--- Start of Data records ---

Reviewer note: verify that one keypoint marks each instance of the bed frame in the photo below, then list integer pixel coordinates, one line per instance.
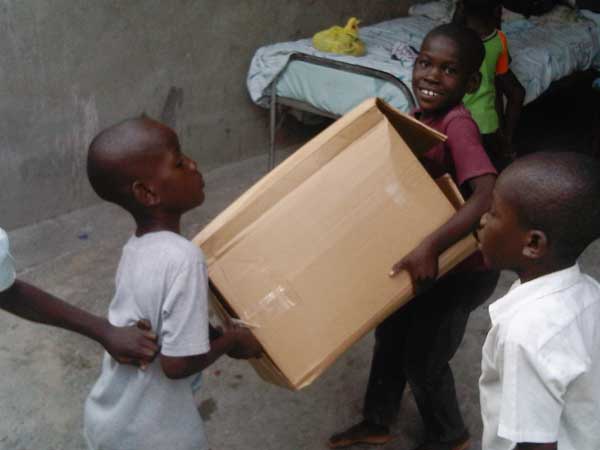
(278, 102)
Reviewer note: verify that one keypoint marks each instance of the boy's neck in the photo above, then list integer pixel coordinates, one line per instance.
(152, 224)
(432, 115)
(543, 268)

--- End of Data records ---

What you should do: Rewrite the lines above as a numbered list, omitting blank lines and excluding the pictures.

Answer in full:
1. Reviewer note: verify that one keypoint marks each instance of the bed frame in the photo below, then list integer pixel coordinates, one line per instance.
2. (278, 102)
3. Reviewer note: verify that one keypoint marks each instance of the boy's neck in the photo above, then list integer pixel coordinates, one line per instance.
4. (152, 224)
5. (432, 115)
6. (543, 268)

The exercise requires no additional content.